# Zitierter Text
- - - - - - -
Wien (PK) - In seiner heutigen Sitzung beschäftigte sich der
Außenpolitische Ausschuss des Nationalrats im Rahmen einer aktuellen
Aussprache mit der Lage der EU nach dem negativen Ausgang der
irischen Volksabstimmung zum Vertrag von Lissabon.

Abgeordnete Elisabeth Grossmann (S) meinte eingangs, das Votum in
Irland stelle die EU vor eine völlig neue Situation. Nun gelte es,
die Gründe für dieses Ergebnis zu analysieren. Grossmann meinte, der
EU fehle es an sozialem Profil, und ebendieses müsse von ihr
verstärkt eingefordert werden. Die EU müsse ihre Politik
demokratischer und sozialer akzentuieren. Als "Elchtest" für die EU
würden sich dabei die Lebensmittel- und Treibstoffpreise erweisen,
auf welche adäquat reagiert werden müsse. Die Bundesregierung habe
mit dem konkreten Vorschlag einer Spekulationssteuer hier schon die
richtige Richtung angedeutet, nun müsse diese europaweit durchgesetzt
werden.

Abgeordneter Walter Murauer (V) forderte eine seriöse
Auseinandersetzung mit der europaweit grassierenden Unsicherheit. Die
eigene Information der Bürger müsse besser sein als jene der
Populisten. Auch Murauer trat für eine Spekulationssteuer ein, denn
es könne nicht sein, dass sich einzelne in den genannten Bereichen
auf Kosten der Bürgerinnen und Bürger bereicherten.

Abgeordnete Ulrike Lunacek (G) vermisste konkrete Vorstellungen und
Strategien, wie die EU gemeinsam aus dem aktuellen Dilemma
herausfinden könne. Es stelle sich die Frage, wie groß die Chancen
seien, dass sich der Rat zu konkreten Schritten durchringen könne.
- - - - - - -
# Einträge
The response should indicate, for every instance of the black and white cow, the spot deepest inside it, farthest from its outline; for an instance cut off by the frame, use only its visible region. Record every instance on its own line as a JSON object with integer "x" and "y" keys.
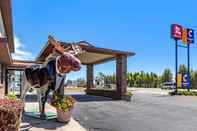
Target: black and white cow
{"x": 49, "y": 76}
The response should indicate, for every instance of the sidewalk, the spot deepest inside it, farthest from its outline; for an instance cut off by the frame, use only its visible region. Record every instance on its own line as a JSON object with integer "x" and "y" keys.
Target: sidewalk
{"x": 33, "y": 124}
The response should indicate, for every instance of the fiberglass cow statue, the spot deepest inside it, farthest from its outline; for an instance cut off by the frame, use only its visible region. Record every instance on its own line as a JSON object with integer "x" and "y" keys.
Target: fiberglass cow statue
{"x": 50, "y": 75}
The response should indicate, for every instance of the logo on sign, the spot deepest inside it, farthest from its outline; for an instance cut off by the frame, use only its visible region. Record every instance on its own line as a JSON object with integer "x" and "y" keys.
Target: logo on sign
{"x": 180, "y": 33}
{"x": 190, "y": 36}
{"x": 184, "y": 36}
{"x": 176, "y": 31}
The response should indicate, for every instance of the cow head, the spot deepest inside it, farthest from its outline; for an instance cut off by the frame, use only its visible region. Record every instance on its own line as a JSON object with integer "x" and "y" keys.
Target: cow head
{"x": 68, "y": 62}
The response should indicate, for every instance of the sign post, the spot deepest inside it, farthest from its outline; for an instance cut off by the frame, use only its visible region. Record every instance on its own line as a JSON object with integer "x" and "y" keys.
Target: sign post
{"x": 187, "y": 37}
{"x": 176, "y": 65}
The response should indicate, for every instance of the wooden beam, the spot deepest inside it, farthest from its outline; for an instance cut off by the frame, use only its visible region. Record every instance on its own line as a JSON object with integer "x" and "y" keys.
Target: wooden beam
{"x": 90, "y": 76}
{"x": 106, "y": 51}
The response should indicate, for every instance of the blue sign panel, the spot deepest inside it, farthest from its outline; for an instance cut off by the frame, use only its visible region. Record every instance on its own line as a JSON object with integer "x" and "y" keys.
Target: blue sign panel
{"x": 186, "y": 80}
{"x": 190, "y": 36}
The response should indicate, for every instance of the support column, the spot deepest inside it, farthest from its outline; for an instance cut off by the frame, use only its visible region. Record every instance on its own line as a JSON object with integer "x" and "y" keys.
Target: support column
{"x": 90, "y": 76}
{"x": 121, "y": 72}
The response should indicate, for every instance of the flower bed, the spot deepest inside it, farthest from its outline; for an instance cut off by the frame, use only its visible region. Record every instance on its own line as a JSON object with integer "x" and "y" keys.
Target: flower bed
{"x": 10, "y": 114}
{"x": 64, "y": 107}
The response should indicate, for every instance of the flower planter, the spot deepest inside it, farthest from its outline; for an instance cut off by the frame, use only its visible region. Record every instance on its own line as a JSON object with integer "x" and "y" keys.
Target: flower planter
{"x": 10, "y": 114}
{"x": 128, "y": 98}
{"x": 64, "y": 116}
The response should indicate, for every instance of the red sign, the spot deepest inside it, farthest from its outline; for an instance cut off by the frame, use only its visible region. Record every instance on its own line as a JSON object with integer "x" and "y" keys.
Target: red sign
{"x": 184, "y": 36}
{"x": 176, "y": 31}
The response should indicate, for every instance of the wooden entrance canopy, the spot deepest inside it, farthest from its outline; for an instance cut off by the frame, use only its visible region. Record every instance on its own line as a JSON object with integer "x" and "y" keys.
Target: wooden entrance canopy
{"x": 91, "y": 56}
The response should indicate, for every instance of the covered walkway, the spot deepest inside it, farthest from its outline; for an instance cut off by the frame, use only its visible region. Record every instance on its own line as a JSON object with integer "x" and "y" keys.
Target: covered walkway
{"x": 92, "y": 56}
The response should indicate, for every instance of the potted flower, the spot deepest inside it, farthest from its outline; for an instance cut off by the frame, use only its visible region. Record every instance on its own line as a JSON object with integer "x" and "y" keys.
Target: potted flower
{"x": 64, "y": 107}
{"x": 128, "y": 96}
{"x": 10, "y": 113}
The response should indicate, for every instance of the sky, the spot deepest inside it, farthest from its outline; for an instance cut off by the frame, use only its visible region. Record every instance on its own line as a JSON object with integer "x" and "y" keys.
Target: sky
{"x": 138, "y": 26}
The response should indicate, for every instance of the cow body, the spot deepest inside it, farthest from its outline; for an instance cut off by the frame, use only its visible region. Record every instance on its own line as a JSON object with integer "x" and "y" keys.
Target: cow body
- - - - - - -
# Aufgaben
**A.** Beantworten Sie anhand des Berichts über die Ausschusssitzung kurz die folgenden Fragen:
(i) Welches Ereignis war Gegenstand der aktuellen Aussprache?
(ii) Was würde sich laut Elisabeth Grossmann als „Elchtest“ für die EU erweisen?
(iii) Was vermisste Ulrike Lunacek?
**B.** Greifen Sie den Bericht über die Ausschusssitzung auf und führen Sie ihn im Anschluss an seinen letzten Satz fort.
Die Einträge haben mit dem zitierten Text nichts zu tun.

# Lösungen
**A.**
(i) Der negative Ausgang der irischen Volksabstimmung zum Vertrag von Lissabon
(ii) Die Lebensmittel- und Treibstoffpreise
(iii) Konkrete Vorstellungen und Strategien, wie die EU gemeinsam aus dem aktuellen Dilemma herausfinden könne

**B.**
Lunacek regte an, den Bürgerrechtsteil des Vertrags im Rahmen der
nächsten Wahlen zum Europäischen Parlament einer europaweiten
Volksabstimmung zu unterziehen, um den Bürgerinnen und Bürgern die
positiven Seiten des Vertrages nahezubringen und so einen Schritt aus
der Vertrauenskrise zu machen.

Abgeordneter Reinhard Eugen Bösch (F) kam zu dem Befund, das "Nein"
der Iren habe nicht eine grundsätzliche Ablehnung der europäischen
Einigung bedeutet, sondern ein prinzipielles "Nein" zu der Art, wie
diese in den letzten Jahren vorangetrieben wurde. Bösch erinnerte
daran, dass bereits der Vertrag von Nizza zweimal abgelehnt worden
war, ehe man diesen in einen Vertrag von Lissabon umgewandelt habe.
Die Bürgerinnen und Bürger hätten dieses Spiel aber durchschaut und
sich nicht für dumm verkaufen lassen. Daher sollten nun auch Versuche
unterbleiben, diesen Vertrag zu retten, sondern man müsse zurück an
den Start und den gesamten Prozess bürgernah gestalten. Am Ende des
Prozesses müsse eine europaweite Volksabstimmung stehen, hielt Bösch
fest. Außerdem müsse sich die Politik der EU grundsätzlich wandeln
und sich an den Bedürfnissen der europäischen Bürger orientieren.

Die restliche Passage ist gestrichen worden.